### [Problem to work on]
Search the records for the string "arena", then copy each line that has it.

Natural-language object grounding data
━━━

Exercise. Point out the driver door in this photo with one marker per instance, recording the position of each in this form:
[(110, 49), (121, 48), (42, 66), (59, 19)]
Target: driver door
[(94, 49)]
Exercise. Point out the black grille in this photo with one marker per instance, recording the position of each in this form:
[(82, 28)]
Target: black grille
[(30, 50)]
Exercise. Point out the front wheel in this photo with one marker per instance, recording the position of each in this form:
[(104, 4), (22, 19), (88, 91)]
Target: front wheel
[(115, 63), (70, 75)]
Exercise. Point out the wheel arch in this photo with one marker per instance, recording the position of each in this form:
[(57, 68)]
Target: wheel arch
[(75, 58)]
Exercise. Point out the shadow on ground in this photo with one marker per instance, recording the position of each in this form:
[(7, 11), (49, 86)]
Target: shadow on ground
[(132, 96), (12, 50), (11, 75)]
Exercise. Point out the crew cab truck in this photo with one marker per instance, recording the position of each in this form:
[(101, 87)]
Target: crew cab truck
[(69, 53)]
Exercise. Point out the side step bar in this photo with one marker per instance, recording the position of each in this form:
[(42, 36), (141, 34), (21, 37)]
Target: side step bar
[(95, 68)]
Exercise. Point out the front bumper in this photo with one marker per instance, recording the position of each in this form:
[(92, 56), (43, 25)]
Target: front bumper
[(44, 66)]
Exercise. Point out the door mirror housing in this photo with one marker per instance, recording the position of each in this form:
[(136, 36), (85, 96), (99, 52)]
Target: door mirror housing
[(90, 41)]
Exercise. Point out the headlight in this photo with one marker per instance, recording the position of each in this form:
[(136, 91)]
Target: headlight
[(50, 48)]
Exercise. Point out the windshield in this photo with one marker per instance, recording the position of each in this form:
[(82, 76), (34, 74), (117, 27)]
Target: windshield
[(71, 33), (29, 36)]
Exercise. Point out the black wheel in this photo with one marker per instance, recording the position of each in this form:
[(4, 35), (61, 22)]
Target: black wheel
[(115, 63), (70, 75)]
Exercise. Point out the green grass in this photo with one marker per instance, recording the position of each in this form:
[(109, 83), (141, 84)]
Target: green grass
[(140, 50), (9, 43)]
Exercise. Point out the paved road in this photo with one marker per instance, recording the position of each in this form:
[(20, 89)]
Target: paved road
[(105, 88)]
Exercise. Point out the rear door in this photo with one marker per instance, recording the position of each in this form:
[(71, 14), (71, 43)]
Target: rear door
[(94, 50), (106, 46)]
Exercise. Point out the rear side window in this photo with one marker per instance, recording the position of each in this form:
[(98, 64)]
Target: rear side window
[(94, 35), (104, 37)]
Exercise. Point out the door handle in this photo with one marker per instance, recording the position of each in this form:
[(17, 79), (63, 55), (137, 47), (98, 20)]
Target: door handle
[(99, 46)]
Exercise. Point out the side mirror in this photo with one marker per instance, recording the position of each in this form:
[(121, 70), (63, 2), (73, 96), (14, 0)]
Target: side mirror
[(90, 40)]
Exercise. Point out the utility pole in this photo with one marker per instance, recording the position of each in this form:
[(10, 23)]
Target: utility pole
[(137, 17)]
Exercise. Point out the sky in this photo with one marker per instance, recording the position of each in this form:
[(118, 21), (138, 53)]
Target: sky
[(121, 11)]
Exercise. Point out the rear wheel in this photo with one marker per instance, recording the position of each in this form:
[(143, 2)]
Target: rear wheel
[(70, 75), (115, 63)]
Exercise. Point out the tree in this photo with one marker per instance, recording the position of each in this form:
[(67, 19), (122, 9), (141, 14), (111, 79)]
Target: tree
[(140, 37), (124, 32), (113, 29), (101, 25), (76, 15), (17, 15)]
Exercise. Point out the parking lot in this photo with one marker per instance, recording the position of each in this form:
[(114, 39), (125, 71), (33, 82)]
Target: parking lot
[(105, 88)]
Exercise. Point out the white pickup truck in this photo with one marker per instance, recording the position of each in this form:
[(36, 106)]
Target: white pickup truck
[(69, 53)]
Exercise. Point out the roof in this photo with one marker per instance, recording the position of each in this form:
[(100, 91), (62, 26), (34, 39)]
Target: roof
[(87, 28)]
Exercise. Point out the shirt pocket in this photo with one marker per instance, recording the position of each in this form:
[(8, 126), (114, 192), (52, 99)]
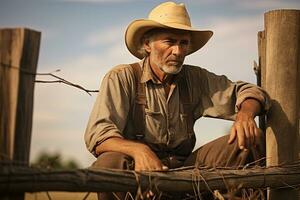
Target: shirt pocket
[(154, 121)]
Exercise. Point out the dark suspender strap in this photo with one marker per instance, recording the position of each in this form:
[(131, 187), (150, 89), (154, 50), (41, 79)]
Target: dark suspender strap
[(186, 102), (139, 103)]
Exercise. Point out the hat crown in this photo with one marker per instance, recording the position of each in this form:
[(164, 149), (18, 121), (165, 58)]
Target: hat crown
[(170, 13)]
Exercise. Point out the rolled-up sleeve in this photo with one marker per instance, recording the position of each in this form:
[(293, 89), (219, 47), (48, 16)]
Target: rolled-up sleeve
[(109, 114), (223, 98)]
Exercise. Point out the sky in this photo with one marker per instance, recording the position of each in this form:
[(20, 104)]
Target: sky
[(85, 38)]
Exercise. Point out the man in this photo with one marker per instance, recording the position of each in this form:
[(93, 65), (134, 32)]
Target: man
[(144, 115)]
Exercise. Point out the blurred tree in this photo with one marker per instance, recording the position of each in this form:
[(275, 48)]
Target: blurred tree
[(54, 161)]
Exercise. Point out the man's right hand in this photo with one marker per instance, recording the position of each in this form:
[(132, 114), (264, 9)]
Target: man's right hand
[(144, 158)]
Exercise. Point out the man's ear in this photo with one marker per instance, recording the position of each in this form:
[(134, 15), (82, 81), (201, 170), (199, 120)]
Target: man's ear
[(147, 46)]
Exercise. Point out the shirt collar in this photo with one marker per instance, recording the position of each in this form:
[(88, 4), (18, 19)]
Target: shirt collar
[(148, 74)]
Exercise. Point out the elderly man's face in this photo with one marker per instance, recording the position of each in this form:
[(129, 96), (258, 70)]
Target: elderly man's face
[(167, 50)]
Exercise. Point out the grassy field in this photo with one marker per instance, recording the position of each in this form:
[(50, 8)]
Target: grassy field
[(60, 196)]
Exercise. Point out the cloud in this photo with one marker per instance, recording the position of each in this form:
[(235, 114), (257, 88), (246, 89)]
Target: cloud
[(232, 48), (268, 4), (99, 1), (107, 36)]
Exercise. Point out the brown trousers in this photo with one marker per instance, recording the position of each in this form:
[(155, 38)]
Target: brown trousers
[(217, 153)]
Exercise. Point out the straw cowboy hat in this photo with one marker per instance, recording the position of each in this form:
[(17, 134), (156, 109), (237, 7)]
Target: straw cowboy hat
[(166, 15)]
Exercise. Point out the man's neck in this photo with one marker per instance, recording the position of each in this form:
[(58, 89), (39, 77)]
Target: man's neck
[(161, 75)]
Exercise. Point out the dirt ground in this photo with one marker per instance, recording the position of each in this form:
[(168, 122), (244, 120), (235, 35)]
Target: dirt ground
[(60, 196)]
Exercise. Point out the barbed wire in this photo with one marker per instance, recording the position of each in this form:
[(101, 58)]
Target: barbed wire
[(51, 74)]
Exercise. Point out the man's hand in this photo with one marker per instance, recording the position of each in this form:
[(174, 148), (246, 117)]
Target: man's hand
[(144, 158), (244, 128)]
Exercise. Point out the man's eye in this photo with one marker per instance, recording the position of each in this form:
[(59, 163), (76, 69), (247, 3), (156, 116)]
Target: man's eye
[(185, 42), (169, 41)]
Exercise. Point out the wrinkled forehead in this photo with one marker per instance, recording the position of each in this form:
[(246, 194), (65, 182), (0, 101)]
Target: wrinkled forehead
[(168, 33)]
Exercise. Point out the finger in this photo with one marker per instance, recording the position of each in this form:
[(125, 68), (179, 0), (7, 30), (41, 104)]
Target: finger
[(252, 135), (247, 137), (165, 168), (240, 136), (258, 133), (232, 135)]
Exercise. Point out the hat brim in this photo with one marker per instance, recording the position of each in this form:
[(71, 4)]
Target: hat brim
[(138, 28)]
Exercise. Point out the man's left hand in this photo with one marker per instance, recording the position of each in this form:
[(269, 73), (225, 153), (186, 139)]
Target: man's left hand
[(244, 128)]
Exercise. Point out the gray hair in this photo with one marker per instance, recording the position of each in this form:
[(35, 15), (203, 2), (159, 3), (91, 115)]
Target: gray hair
[(149, 35)]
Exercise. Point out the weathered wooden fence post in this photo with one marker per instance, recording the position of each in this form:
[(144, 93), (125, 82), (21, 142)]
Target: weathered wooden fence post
[(19, 49), (279, 52)]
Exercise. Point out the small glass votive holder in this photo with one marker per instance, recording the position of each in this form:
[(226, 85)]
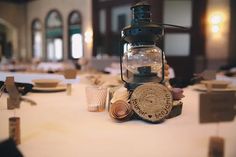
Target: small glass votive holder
[(96, 98)]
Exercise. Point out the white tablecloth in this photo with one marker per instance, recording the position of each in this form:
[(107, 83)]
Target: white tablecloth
[(61, 126)]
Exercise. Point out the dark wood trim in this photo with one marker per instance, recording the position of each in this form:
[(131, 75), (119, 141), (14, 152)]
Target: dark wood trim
[(68, 34), (95, 23), (232, 34), (112, 3), (32, 34), (45, 26), (198, 39)]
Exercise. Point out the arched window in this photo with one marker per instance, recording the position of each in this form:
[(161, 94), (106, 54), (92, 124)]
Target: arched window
[(37, 39), (75, 36), (54, 34)]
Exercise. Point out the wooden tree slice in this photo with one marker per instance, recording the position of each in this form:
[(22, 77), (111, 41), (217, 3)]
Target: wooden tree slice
[(152, 102)]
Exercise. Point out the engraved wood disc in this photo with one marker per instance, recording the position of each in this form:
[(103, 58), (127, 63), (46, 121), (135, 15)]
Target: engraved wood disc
[(151, 101)]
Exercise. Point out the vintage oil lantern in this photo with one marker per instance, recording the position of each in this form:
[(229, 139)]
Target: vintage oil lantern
[(144, 61)]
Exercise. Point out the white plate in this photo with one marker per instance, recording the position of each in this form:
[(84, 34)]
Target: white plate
[(58, 88), (201, 87)]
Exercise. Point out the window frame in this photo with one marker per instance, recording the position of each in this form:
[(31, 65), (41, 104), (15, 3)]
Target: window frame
[(33, 34), (70, 35), (60, 36)]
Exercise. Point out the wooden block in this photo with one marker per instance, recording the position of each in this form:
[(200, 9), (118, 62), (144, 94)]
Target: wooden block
[(13, 103), (216, 147), (152, 102), (70, 73), (209, 75), (176, 109), (14, 129), (217, 107)]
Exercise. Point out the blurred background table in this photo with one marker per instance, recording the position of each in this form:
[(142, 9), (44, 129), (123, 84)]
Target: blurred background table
[(60, 125)]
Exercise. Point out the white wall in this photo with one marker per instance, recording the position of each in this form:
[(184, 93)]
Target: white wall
[(217, 47), (40, 8)]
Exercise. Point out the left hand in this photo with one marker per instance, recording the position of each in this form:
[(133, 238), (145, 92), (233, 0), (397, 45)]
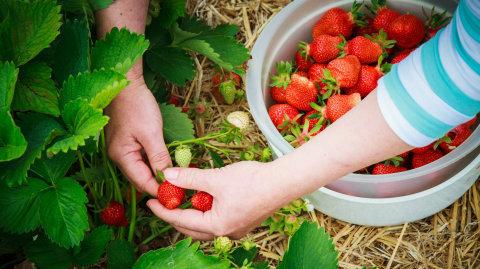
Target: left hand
[(244, 195)]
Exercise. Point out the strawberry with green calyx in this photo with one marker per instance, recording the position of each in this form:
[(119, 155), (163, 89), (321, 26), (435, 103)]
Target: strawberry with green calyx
[(228, 91), (302, 57), (114, 215), (435, 22), (202, 201), (325, 48), (301, 92), (345, 70), (338, 105), (280, 81), (429, 156), (169, 195), (336, 21), (239, 119), (408, 30), (183, 156), (282, 115), (381, 169), (384, 16)]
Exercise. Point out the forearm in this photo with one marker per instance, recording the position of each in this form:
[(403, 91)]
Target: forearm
[(131, 14), (360, 138)]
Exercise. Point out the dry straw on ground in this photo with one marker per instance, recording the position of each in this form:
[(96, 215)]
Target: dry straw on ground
[(450, 239)]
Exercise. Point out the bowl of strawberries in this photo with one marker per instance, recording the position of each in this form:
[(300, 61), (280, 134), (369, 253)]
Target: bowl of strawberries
[(313, 62)]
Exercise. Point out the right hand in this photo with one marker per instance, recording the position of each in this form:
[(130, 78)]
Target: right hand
[(134, 136)]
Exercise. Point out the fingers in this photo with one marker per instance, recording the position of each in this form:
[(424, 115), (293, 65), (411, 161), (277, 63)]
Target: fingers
[(134, 167), (189, 219), (191, 178), (157, 152)]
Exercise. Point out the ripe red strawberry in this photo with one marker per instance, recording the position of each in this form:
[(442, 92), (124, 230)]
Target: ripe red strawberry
[(422, 149), (280, 81), (401, 55), (338, 105), (325, 48), (384, 16), (302, 57), (169, 195), (279, 113), (381, 168), (457, 135), (337, 21), (425, 158), (365, 49), (345, 70), (202, 201), (408, 30), (367, 81), (114, 215), (301, 92), (313, 118)]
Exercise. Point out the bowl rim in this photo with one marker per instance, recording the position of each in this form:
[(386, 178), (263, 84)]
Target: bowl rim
[(258, 106)]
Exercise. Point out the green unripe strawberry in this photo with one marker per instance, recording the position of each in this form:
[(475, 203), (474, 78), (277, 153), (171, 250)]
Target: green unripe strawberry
[(183, 156), (228, 91)]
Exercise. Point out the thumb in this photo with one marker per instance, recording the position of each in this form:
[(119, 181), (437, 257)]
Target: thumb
[(157, 152), (189, 178)]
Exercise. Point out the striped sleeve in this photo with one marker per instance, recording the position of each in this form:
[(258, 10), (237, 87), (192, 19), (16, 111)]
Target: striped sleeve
[(437, 87)]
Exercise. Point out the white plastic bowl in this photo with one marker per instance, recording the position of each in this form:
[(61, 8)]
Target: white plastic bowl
[(355, 196)]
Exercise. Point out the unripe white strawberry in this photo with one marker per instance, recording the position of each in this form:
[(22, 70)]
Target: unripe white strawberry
[(183, 156), (239, 119)]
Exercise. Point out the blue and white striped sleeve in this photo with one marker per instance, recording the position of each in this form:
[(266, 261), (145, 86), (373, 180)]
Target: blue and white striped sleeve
[(437, 87)]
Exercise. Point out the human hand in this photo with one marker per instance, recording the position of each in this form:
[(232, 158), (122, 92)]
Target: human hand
[(135, 130), (244, 195)]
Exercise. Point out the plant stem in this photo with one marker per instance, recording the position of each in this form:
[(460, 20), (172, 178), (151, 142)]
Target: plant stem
[(133, 218)]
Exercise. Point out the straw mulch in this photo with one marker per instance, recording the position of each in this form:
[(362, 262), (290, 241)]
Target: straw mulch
[(450, 239)]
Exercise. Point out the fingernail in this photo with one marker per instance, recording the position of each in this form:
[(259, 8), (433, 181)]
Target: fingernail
[(171, 173)]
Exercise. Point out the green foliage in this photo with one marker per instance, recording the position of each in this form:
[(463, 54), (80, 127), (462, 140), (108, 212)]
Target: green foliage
[(182, 255), (97, 88), (119, 50), (35, 90), (176, 125), (39, 130), (83, 121), (71, 52), (310, 247), (120, 254), (29, 27)]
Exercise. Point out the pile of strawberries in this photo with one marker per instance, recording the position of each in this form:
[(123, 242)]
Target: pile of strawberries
[(341, 66)]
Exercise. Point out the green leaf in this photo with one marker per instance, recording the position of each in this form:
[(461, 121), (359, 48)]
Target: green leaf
[(8, 78), (35, 90), (120, 254), (217, 160), (28, 28), (46, 254), (170, 11), (98, 88), (71, 52), (100, 4), (173, 64), (12, 141), (39, 130), (53, 168), (20, 206), (182, 255), (310, 247), (92, 248), (83, 121), (216, 44), (63, 213), (176, 125), (119, 50)]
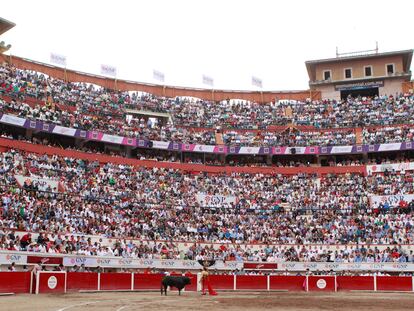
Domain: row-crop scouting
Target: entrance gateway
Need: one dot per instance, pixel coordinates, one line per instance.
(367, 89)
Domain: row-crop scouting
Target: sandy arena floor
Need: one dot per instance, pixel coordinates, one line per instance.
(225, 301)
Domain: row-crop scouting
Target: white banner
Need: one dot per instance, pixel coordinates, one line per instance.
(204, 148)
(158, 75)
(6, 118)
(7, 259)
(388, 147)
(208, 200)
(112, 139)
(58, 59)
(341, 149)
(121, 262)
(108, 70)
(257, 82)
(353, 266)
(207, 80)
(398, 167)
(64, 130)
(249, 150)
(392, 200)
(43, 184)
(160, 144)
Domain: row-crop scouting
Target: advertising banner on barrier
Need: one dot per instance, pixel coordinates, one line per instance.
(392, 200)
(7, 259)
(353, 266)
(398, 167)
(43, 184)
(146, 263)
(208, 200)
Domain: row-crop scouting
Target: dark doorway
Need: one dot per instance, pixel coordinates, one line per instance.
(368, 92)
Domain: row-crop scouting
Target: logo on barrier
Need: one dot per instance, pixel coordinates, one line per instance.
(78, 260)
(147, 262)
(190, 263)
(125, 262)
(52, 282)
(13, 257)
(104, 261)
(321, 283)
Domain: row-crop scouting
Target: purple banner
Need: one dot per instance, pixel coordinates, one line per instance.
(176, 146)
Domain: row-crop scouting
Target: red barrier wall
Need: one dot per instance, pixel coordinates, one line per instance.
(50, 282)
(395, 283)
(40, 149)
(222, 282)
(82, 281)
(15, 282)
(321, 283)
(355, 282)
(251, 282)
(147, 281)
(193, 286)
(290, 283)
(116, 281)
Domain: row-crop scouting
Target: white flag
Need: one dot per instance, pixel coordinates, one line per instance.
(158, 75)
(257, 82)
(208, 80)
(58, 59)
(108, 70)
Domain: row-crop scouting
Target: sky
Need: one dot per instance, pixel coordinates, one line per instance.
(228, 40)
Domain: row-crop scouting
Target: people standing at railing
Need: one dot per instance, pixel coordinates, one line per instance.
(206, 284)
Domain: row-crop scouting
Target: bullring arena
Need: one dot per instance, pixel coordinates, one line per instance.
(235, 200)
(225, 301)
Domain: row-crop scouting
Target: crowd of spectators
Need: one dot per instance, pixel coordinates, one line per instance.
(89, 107)
(149, 205)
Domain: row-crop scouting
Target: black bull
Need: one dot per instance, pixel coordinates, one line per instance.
(178, 282)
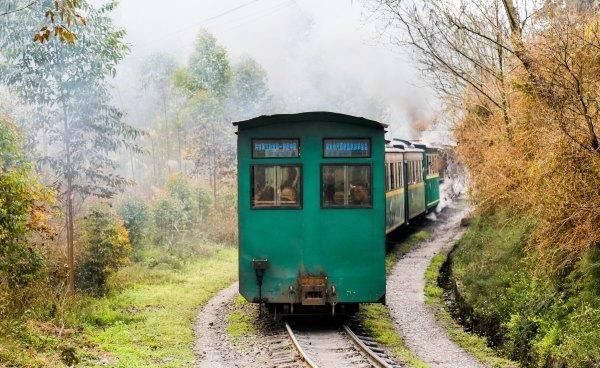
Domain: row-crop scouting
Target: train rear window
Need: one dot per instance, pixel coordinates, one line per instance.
(275, 148)
(354, 147)
(346, 186)
(276, 186)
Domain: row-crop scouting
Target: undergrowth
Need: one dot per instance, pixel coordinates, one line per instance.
(376, 319)
(472, 343)
(147, 321)
(539, 317)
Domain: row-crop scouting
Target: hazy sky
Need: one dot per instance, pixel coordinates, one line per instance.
(314, 51)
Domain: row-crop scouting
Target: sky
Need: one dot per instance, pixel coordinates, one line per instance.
(319, 55)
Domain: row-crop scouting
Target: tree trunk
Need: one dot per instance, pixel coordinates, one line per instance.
(68, 173)
(70, 246)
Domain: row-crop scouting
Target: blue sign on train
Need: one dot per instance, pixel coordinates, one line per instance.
(346, 147)
(269, 148)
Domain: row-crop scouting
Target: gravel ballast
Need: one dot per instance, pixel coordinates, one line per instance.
(414, 319)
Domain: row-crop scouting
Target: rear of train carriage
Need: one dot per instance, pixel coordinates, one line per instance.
(311, 204)
(412, 182)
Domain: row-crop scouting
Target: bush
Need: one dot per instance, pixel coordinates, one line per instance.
(24, 207)
(107, 248)
(136, 219)
(538, 319)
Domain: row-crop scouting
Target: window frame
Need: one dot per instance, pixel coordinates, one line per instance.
(344, 207)
(274, 207)
(342, 138)
(275, 139)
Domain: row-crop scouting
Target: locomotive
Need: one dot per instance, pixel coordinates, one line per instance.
(317, 194)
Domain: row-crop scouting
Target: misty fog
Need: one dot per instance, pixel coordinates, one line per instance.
(319, 55)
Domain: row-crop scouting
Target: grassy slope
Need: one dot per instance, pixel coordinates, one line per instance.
(533, 316)
(376, 318)
(470, 342)
(148, 323)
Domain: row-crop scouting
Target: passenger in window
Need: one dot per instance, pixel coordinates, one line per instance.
(289, 187)
(330, 186)
(359, 192)
(263, 191)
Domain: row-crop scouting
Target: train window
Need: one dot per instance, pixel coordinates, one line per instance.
(275, 148)
(400, 175)
(346, 186)
(276, 186)
(348, 147)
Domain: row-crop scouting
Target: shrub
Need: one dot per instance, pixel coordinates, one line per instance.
(168, 223)
(136, 218)
(24, 207)
(534, 317)
(107, 248)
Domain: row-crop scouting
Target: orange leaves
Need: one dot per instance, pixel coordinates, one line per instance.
(546, 168)
(64, 11)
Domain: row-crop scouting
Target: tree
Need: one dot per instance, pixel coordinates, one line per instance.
(107, 248)
(249, 89)
(61, 15)
(24, 211)
(69, 88)
(215, 93)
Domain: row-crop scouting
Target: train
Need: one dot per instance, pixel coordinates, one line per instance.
(317, 194)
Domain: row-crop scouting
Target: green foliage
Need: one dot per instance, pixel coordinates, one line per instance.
(149, 323)
(107, 248)
(539, 319)
(182, 192)
(376, 320)
(208, 70)
(22, 211)
(471, 342)
(68, 87)
(404, 247)
(136, 218)
(249, 88)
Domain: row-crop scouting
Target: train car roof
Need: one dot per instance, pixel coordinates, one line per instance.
(308, 116)
(401, 145)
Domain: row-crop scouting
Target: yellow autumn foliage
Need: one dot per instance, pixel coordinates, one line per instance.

━━━

### [Response to the task]
Target: sandy arena floor
Target: bullring arena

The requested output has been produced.